→ **BRIEF**
Beginning with the line containing "Objective — one marker on every instance of the girl in" and ending with the last line of the records, set down every line exactly.

────────

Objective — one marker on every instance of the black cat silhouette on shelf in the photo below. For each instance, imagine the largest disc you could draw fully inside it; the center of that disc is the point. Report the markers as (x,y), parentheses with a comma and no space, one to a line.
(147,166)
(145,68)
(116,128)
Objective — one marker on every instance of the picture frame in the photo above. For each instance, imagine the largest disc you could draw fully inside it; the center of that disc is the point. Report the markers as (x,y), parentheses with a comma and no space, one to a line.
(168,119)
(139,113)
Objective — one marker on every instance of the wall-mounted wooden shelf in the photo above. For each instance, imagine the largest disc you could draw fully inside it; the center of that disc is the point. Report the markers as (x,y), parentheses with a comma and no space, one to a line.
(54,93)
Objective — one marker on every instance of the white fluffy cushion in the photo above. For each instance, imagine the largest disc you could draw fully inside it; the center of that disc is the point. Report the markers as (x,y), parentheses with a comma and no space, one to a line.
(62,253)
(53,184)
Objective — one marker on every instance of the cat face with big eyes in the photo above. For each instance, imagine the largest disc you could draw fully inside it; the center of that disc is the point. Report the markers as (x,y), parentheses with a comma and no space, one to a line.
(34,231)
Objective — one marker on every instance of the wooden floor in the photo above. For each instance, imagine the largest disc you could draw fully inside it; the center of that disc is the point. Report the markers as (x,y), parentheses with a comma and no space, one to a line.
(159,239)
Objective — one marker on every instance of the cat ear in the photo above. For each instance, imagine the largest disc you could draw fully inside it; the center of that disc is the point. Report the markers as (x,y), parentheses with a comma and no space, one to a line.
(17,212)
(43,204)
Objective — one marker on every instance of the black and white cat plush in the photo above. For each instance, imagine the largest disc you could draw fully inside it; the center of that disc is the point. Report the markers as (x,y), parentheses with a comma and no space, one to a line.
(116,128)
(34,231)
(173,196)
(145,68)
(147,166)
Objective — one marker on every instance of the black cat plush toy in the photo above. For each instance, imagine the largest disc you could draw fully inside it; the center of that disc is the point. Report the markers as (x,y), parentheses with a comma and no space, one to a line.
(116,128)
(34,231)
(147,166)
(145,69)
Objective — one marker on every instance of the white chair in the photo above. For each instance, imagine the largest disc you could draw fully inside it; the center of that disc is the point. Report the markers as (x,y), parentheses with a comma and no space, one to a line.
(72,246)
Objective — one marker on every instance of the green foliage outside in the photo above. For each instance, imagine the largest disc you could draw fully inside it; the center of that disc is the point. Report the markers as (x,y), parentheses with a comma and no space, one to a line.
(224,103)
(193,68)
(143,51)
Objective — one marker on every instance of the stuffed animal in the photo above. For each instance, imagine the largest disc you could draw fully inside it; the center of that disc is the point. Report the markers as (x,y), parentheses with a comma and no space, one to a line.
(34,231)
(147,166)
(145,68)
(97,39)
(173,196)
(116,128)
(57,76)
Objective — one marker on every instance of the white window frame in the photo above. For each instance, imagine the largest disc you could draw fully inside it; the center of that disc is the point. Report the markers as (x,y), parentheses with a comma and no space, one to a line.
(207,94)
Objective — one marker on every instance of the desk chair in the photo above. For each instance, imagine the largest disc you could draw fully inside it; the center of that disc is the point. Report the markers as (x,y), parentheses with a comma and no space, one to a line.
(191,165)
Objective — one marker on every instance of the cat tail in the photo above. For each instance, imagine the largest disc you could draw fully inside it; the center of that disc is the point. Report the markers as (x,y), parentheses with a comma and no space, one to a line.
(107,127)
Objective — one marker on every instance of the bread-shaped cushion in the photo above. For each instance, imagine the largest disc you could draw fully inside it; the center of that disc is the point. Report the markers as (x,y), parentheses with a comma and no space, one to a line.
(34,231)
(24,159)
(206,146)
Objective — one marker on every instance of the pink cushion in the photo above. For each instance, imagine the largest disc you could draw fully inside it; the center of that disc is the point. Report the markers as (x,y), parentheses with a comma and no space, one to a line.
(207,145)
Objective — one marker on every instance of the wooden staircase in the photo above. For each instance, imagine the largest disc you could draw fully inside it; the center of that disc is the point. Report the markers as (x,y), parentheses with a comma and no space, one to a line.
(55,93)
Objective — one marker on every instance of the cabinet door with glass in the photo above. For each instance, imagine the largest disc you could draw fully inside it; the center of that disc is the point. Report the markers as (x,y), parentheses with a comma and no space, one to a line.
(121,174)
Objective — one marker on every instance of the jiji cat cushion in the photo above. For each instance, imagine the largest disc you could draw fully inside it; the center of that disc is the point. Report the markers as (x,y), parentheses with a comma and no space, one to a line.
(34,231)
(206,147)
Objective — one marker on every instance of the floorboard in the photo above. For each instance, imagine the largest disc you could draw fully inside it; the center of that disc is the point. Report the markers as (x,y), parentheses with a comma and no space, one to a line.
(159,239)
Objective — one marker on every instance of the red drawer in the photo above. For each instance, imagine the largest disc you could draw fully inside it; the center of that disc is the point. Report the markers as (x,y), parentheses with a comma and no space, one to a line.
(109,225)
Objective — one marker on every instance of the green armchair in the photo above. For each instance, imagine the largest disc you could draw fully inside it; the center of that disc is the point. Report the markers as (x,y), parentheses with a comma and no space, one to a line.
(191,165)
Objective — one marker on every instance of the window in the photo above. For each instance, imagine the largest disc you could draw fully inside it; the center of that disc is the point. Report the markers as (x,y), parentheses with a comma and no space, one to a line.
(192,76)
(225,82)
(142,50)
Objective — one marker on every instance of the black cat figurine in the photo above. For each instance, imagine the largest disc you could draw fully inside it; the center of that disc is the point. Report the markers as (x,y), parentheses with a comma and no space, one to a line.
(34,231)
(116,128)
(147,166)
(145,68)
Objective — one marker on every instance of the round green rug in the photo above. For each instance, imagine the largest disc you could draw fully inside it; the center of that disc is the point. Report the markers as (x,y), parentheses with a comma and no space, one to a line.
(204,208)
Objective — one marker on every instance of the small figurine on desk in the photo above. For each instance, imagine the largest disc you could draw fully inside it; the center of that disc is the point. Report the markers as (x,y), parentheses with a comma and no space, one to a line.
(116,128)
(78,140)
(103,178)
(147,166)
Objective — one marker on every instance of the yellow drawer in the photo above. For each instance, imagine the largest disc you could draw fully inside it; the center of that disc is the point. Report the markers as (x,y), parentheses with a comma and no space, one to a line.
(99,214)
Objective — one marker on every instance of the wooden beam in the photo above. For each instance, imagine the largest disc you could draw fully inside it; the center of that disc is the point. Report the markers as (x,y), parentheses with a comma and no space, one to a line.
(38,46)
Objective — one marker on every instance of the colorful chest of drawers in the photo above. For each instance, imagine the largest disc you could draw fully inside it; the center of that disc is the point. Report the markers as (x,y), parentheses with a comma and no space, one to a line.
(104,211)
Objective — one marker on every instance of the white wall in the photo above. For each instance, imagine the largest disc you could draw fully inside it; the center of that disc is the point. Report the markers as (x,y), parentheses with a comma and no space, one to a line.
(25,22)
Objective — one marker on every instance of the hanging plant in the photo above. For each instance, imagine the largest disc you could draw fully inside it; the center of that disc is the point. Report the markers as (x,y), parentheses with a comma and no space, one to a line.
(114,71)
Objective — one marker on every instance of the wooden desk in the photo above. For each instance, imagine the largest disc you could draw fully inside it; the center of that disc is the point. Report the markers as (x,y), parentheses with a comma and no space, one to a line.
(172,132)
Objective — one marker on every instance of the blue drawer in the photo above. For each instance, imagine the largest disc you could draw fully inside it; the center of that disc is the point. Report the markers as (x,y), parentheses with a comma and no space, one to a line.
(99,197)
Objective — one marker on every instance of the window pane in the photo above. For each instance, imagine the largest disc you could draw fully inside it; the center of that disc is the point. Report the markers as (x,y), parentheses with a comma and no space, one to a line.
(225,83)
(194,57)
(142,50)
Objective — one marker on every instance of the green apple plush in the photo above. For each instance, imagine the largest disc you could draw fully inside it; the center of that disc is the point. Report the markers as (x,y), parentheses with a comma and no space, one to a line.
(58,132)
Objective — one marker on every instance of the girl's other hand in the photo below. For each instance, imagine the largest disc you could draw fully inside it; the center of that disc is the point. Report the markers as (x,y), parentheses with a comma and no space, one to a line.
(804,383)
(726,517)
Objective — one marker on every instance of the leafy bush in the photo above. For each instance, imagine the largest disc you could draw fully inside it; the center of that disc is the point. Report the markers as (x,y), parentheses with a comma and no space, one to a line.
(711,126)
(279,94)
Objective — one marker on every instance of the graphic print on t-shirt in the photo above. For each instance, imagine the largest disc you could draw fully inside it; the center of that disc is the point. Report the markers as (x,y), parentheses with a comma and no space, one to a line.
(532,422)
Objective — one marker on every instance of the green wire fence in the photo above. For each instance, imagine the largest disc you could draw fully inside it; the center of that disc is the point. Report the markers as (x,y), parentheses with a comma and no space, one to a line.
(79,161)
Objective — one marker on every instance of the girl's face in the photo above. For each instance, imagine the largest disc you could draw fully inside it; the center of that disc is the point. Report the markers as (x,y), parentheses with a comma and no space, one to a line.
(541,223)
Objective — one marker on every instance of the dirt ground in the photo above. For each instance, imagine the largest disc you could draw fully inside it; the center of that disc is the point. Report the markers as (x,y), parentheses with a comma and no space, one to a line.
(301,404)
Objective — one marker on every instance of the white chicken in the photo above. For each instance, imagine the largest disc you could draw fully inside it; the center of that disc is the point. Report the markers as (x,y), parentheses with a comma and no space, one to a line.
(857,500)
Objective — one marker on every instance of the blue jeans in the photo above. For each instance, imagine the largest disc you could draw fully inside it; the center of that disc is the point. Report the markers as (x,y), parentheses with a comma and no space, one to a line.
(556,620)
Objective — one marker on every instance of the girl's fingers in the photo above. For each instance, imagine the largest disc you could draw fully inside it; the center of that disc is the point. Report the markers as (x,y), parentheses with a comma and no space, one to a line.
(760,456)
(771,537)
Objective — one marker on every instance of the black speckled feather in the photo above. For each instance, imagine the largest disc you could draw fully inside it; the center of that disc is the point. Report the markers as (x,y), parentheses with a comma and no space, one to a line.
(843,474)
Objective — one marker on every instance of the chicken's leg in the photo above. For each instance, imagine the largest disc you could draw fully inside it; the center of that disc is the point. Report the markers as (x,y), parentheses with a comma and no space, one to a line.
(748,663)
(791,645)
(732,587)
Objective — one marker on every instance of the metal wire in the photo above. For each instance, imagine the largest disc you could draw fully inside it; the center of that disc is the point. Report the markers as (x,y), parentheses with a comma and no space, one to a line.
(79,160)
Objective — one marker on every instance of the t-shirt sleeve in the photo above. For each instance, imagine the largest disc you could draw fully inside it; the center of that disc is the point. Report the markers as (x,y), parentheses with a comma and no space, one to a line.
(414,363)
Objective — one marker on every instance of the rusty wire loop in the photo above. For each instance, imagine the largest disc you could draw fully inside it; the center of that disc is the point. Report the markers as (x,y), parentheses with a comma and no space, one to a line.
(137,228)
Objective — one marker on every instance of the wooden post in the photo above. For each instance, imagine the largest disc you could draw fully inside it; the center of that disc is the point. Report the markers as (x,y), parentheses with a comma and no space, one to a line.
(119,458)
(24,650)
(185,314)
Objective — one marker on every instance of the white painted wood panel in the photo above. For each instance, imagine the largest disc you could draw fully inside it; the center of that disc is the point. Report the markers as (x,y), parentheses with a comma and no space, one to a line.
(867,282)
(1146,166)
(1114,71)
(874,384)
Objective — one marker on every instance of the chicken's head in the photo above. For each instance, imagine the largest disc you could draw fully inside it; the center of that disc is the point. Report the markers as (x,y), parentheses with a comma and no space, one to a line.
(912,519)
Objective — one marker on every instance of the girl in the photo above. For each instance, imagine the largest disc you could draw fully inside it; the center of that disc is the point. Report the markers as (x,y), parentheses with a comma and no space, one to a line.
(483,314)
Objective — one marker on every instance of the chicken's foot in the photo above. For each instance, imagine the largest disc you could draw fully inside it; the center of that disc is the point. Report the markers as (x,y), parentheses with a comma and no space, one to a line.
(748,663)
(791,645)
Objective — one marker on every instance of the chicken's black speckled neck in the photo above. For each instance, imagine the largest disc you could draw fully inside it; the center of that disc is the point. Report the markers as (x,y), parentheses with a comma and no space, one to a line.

────────

→ **FINISHED EXERCISE**
Objective — one marker on every instance of the girl in the photo above. For each instance, imagine the largest disc you could draw fully inside it; the center of that disc is the point. Report the markers as (x,y), parentheses with a comma and no space, one to a line.
(483,314)
Objective — one marker on every instance of the chicken's foot in the photo above. For each instance, imagine the largest disc you could draw fully inside it; the center of that disc is the point. Report the markers as (x,y), parentheses with a comma and no space, one to a line.
(748,663)
(791,645)
Objective — one marker on every instance of the chicken's black speckled neck in the photo above. For each instance, imagine the largest disc you could draw fully inside it; the center of that disc is the point. Report the markers as (x,y), parentheses with a comma and no space, one to a line.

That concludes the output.